┌─ DATASET RECORDS

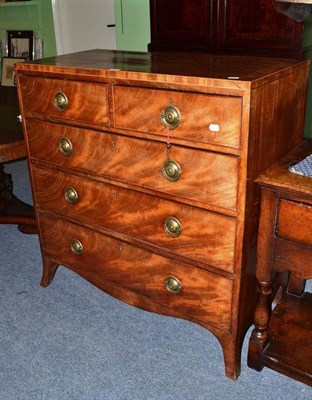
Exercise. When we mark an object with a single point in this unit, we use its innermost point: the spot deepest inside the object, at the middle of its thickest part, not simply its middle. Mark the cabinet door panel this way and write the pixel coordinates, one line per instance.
(257, 24)
(182, 22)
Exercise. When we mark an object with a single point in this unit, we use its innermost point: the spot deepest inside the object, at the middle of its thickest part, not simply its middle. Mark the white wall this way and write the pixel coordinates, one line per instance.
(82, 25)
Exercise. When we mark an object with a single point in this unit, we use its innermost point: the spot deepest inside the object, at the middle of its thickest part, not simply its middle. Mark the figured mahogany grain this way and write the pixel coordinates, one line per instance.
(260, 95)
(139, 162)
(140, 110)
(86, 102)
(206, 237)
(106, 259)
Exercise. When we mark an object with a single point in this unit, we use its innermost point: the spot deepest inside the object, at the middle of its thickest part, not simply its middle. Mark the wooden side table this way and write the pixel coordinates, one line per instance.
(282, 336)
(12, 147)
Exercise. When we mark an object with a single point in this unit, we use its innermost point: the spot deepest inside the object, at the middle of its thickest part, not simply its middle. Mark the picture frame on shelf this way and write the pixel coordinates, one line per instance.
(8, 74)
(20, 44)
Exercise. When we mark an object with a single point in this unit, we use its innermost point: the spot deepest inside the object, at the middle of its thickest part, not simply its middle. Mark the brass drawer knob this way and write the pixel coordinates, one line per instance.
(170, 117)
(173, 285)
(60, 101)
(171, 170)
(172, 227)
(65, 147)
(76, 246)
(70, 195)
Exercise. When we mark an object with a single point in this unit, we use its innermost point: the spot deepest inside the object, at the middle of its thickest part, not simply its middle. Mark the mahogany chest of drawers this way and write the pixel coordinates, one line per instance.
(142, 168)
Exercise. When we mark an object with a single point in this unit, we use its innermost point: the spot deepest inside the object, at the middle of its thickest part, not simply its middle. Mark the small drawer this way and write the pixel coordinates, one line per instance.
(70, 100)
(138, 162)
(99, 258)
(295, 222)
(204, 237)
(195, 117)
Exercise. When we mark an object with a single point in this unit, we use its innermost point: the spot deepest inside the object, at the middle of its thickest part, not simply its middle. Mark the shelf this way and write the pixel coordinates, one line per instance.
(20, 3)
(290, 348)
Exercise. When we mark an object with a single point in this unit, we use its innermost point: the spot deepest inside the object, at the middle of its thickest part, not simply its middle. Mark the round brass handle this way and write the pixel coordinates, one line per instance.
(65, 147)
(76, 246)
(173, 285)
(172, 227)
(70, 195)
(60, 101)
(171, 170)
(170, 117)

└─

◆ **DESCRIPTION OF THE TASK**
Give every entry again word for word; no images belong in the copy.

◆ **SOLUTION**
Exercise. When we mark an object with a single point in this unit, we use its innermost point: the spot deepest inside the object, at the middle of its thickest part, not simply its middle. Mark the cabinet door panel this way and write the pixel coordinates, one line per instance.
(257, 24)
(182, 22)
Exercise. When we mark an object with a single point in this unit, we use its innermost point: the spot deepest inside the object, at the middle of its thickest part, not simply its middle. Mark the white wall this way and write the pixel coordinates, one line per instance.
(82, 25)
Exercise. When we mark an object with a single point in this unit, we use its innermost point: the spot deepest inside the object, at the middle of its thickest part, not simply its middle. Mark the figured mahogany grain this way and write the pixel coordinates, one line per instance.
(260, 95)
(139, 162)
(140, 110)
(86, 102)
(206, 237)
(106, 259)
Exercise. When we mark an object with a single point in this unit, we use its innermost point: the spot deepest inside the object, at the middle of its thickest part, not simply its middle. Mark the wooden side table this way and write the pixel coordinates, one line per instance.
(282, 336)
(12, 147)
Exercise. When we mark an object with a single point in this unit, we use its innermost point: the spot deepest inside the object, at the middle of its thickest part, not simply its middle. Mark the picture frame on shelf this way and write the pixel coordinates, one line per instance.
(8, 74)
(20, 44)
Exercise. When we mark an object with a single point in this unit, we use its innermost point: the spot deepest inside the object, at the middle of its thickest part, not simply its middle. Mark the brass drawer knob this way and write the pixel coordinates, one line per instance.
(170, 117)
(173, 285)
(60, 101)
(171, 170)
(172, 227)
(65, 147)
(76, 246)
(70, 195)
Exercise. When we mark an object with a single point in this unit, we use its innermost point: the spot deepest inside the object, at the middle of its thickest part, not simply its middle. Mark the mahogany chest of drawers this way and write the pixel coordinates, one line per instance.
(142, 168)
Exercise. When we mark an object with a single point in this unit, we use its innermost point: the spot deepest inside the object, at the middle of its thickest part, not simply its middle. Mark the small drawer this way and write the pixel coordinates, one line per instance.
(70, 100)
(138, 162)
(99, 258)
(295, 222)
(204, 237)
(195, 117)
Exercise. When we mark an object with a single point in this unit, we use its innermost point: the spot deepest inside the object, at the middle of its thickest part, not simply its middle. Mark the shelf this way and write the pixel coordinates, one line per instance.
(20, 3)
(290, 348)
Exercise. When we mark an object with a single point in this unit, we use its innermost point: the spot deepest inside the object, at the middle of its thickest part, not simply its middle. Mark the round brass handle this way and write the pixel coordinates, one line per instance.
(65, 147)
(76, 246)
(173, 285)
(172, 227)
(70, 195)
(60, 101)
(171, 170)
(170, 117)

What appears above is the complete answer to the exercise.